→ PROBLEMS TO SOLVE
1 - In the forum post about slow VBA web scraping, what did the poster try in place of writing the information straight into the ranges on the sheet?
2 - Resume the forum post about slow VBA web scraping, beginning right after its final line.

Scraping Website data in VBA soooo slow - any advice?

bensdb

New Member
Joined
Jan 24, 2014
Messages
18
Hi -

So I wrote a script to basically scrape through the html on a site, and then draw out certain information to populate my excel sheet. The problem is that it takes AGES!

I'm sure there must be a much more efficient or quicker way to do what I want. I was thinking along the following lines:

1) Just make the html of the page one long string, and then use mid, len, instr type functions to extract the info I want, rather than looping through each child html element? I'm guessing this is the main thing that affects performance?

2) I tried putting the info into an array, rather than straight into the ranges on my sheet, but it didn't really seem to be any quicker? I don't know if it's just the way I was doing it though. Any advice?

So PLEASE HELP!

Here is my code so far:

Code:
Sub ImportAlibabaData()

→ SUPPLIED MATERIAL
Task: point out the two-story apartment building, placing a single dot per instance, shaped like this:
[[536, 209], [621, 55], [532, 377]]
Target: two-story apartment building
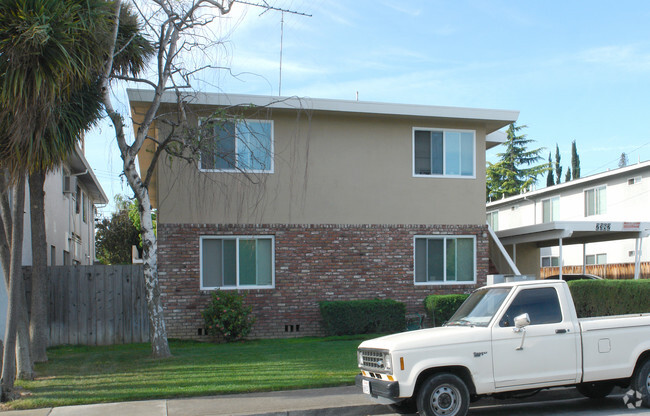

→ RESPONSES IN ORDER
1 - Putting the information into an array.

2 -
Dim QuestionList As IHTMLElement
Dim Questions As IHTMLElementCollection
Dim Question As IHTMLElement
Dim RowNumber As Long
Dim QuestionId As String
Dim QuestionFields As IHTMLElementCollection
Dim QuestionField As IHTMLElement
Dim votes As String
Dim views As String
Dim QuestionFieldLinks As IHTMLElementCollection
Dim newtext As String
Dim x As Integer
Dim Getsuppliernumber As String

'to refer to the running copy of Internet Explorer
Dim ie As InternetExplorer
'to refer to the HTML document returned
Dim html As HTMLDocument
'open Internet Explorer in memory, and go to website
Set ie = New InternetExplorer
ie.Visible = False
ie.navigate "http://www.alibaba.com/corporations/CO2_regulator.html"
'Wait until IE is done loading page
Do While ie.READYSTATE <> READYSTATE_COMPLETE
Application.StatusBar = "Searching....."
DoEvents
Loop
'show text of HTML document returned
Set html = ie.document
'close down IE and reset status bar
Set ie = Nothing
Application.StatusBar = ""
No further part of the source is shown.